JOB:
Lay out every line of the material below as a JSON list of strings, one string per line, with blank lines and pictures left out.

RECORDS FOR THIS TASK:
====

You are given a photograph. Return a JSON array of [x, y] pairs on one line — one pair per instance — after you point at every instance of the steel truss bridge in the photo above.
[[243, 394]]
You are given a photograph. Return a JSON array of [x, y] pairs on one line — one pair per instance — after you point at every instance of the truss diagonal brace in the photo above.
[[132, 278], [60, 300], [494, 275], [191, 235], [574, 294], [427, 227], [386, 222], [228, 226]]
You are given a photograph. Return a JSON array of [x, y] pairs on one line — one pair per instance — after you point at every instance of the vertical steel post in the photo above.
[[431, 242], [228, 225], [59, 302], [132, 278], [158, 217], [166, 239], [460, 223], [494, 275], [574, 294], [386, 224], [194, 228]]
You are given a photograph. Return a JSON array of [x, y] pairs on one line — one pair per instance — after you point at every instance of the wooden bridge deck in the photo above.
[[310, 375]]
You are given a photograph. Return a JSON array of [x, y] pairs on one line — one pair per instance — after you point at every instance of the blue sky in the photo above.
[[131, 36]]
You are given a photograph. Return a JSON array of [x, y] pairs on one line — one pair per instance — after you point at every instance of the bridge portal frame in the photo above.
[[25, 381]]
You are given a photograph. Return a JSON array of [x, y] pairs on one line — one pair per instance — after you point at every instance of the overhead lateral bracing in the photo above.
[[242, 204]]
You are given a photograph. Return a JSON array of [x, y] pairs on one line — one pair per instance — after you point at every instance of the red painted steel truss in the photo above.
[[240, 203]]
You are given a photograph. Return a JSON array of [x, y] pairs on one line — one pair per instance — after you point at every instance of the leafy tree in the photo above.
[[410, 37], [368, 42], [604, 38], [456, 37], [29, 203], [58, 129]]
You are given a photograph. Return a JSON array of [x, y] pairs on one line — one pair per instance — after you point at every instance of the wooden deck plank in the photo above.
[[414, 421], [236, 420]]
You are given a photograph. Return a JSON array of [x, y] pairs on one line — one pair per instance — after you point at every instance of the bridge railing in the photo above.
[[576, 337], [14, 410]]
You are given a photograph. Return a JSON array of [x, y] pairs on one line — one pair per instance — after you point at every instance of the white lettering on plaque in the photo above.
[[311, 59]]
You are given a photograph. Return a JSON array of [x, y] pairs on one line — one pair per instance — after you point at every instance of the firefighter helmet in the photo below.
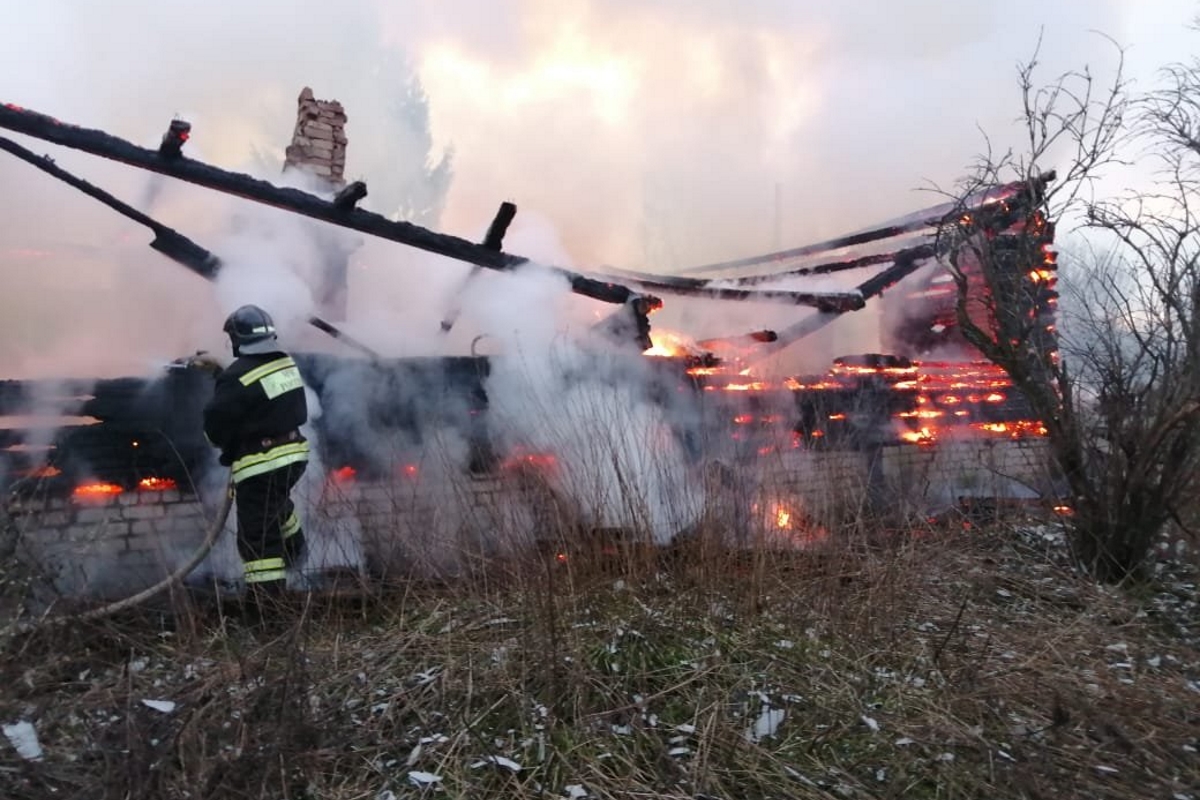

====

TASK SOLUTION:
[
  "You are given a photograph. Return a JSON array of [x, y] pairs on one line — one pair per instance — after you point at every instance of the steel truss bridge in the photo above.",
  "[[243, 394]]",
  "You are given a photograph. Return a JSON array of [x, y] pairs on one line — one pair per instance — after you point at every instance of the truss diagonal brace in the photo above.",
  "[[132, 278], [60, 300], [494, 275], [191, 235], [574, 294], [427, 227], [386, 222], [228, 226]]",
  "You are given a photograph. Return a JSON array of [x, y] pairs on one line — one pair per instance — after you point at every instance of the vertical steel post in the photo above.",
  "[[431, 242], [228, 225], [59, 302], [132, 278], [158, 217], [166, 239], [460, 223], [494, 275], [574, 294], [386, 224], [194, 228]]",
  "You are given a photograph. Return a JSON array of [x, y] pairs on one line — one pair per instance — after you point at every instance of the wooden bridge deck in the photo above.",
  "[[310, 375]]",
  "You are given a photograph. Return a JSON array of [x, y] pairs on one line — one pair per instance — after you point at every instance of the blue sky in the photo above.",
  "[[131, 36]]",
  "You are given a photograph. Return a JSON array of [x, y] pairs on one line — one pair per instance — after you point at every instance of the bridge portal frame in the photo above.",
  "[[25, 381]]",
  "You are given a photograph. Return a JSON array of [x, y] pairs on one line — one pair per instance — after you point at every instance of the overhead lateral bracing in the photo above.",
  "[[242, 204]]",
  "You are given a photograph. Return a JSON array of [x, y] pairs on one line — one pair per instance — after you point at every instance of the red painted steel truss in the photo above.",
  "[[240, 203]]",
  "You are given a photograph. Return a JSON array of [x, y] pairs on one line — one pair per instance — after you point at every instance of the leafy tree in the photo above.",
  "[[410, 37], [368, 42], [604, 38], [456, 37], [29, 203], [58, 129]]",
  "You are given a photograph. Return a JSON array of [x, y] pairs on one line — one pair per instance — after you point at every instance of the wooden deck plank in the photo above.",
  "[[414, 421], [236, 420]]",
  "You are given a photograph. Return a JSON array of [x, y] pairs on one line — one pair per instance — after you point at every instance of the bridge railing in the photo above.",
  "[[576, 337], [14, 410]]",
  "You are given a photograph. Return a JSON array of [x, y] pairs on one line — one pair per instance — after you point at every instance of the white lettering on plaque in the photo above.",
  "[[311, 59]]",
  "You are given a photograph. Return a JSON array of [x, y] pairs on one line — one pair per instance — after you point at every instance of the firefighter helmet in the photo below."
]